Count the lines in the rows below that contain the string "spring", matching case exactly, and reply with only that number.
## Start Information shown
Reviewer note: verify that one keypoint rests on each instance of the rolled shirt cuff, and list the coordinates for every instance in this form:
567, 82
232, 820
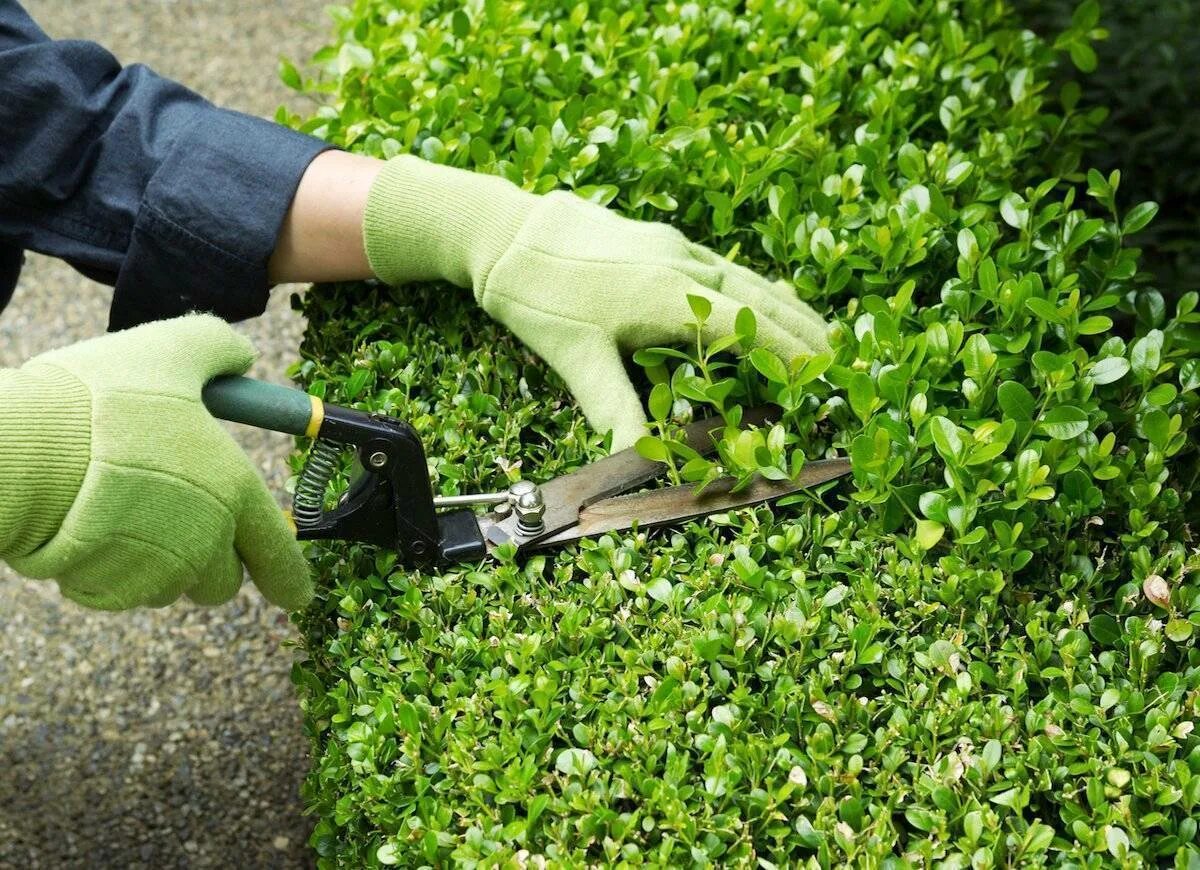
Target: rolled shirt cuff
210, 219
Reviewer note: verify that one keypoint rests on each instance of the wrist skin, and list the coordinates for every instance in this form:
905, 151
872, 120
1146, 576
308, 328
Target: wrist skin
322, 233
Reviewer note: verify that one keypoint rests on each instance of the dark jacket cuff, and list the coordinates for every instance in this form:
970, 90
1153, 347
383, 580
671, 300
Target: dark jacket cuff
210, 219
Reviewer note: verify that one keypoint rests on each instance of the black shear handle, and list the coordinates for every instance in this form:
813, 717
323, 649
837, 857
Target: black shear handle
390, 504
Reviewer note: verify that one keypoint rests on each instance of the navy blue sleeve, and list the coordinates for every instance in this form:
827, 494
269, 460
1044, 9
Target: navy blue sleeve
136, 180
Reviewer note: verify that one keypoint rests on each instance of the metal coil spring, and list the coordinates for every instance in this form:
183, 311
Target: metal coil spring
309, 503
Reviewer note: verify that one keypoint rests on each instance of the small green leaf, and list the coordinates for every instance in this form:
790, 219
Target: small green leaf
575, 761
1063, 423
745, 325
652, 449
659, 589
1015, 401
1109, 370
768, 365
946, 438
929, 533
660, 402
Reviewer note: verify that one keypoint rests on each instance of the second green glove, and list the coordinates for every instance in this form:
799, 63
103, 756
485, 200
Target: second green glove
577, 283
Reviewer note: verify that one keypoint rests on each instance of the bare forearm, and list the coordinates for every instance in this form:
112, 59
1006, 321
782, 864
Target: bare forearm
322, 233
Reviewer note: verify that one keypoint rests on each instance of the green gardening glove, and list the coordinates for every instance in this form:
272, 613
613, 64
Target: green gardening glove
115, 480
577, 283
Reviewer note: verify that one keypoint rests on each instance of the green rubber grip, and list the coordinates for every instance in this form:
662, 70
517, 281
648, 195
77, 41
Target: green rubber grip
262, 405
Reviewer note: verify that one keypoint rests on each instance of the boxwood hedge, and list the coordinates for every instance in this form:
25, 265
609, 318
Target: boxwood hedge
977, 652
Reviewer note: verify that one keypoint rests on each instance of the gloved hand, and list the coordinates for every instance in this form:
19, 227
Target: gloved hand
577, 283
115, 480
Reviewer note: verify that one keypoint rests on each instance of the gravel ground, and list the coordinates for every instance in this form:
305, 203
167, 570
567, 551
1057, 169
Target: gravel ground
171, 737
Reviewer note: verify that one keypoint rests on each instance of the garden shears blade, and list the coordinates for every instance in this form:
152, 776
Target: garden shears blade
597, 498
390, 502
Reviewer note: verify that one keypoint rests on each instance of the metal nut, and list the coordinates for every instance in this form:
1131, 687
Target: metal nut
531, 510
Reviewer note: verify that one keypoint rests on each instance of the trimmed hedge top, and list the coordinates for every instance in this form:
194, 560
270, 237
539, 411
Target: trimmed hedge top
978, 652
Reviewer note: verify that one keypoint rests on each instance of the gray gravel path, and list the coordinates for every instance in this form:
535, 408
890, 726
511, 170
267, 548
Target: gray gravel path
155, 738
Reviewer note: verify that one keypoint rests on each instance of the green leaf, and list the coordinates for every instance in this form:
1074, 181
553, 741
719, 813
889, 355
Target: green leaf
1109, 370
388, 855
946, 438
1015, 401
862, 395
653, 449
1139, 217
575, 761
768, 365
663, 202
659, 589
660, 402
747, 325
929, 533
1145, 357
1063, 423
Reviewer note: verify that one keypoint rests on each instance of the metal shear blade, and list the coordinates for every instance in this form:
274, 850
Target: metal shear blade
595, 498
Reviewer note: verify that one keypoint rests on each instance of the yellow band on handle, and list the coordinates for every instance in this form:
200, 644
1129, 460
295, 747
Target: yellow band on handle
317, 419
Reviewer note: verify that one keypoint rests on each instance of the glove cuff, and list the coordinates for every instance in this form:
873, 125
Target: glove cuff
425, 221
45, 450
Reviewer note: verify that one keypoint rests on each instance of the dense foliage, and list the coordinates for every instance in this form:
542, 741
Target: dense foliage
1145, 73
978, 652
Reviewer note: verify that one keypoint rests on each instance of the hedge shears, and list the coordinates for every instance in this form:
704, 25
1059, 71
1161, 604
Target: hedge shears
390, 502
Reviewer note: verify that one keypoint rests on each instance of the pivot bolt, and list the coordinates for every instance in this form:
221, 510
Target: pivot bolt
529, 507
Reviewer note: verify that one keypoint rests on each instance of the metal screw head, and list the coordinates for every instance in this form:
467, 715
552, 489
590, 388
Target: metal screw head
531, 510
520, 489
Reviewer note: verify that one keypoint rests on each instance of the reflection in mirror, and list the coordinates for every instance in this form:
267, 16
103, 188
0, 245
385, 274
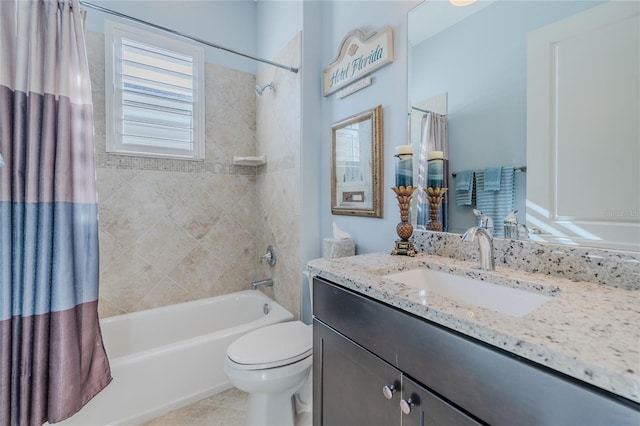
## End Information shown
## Solved problem
2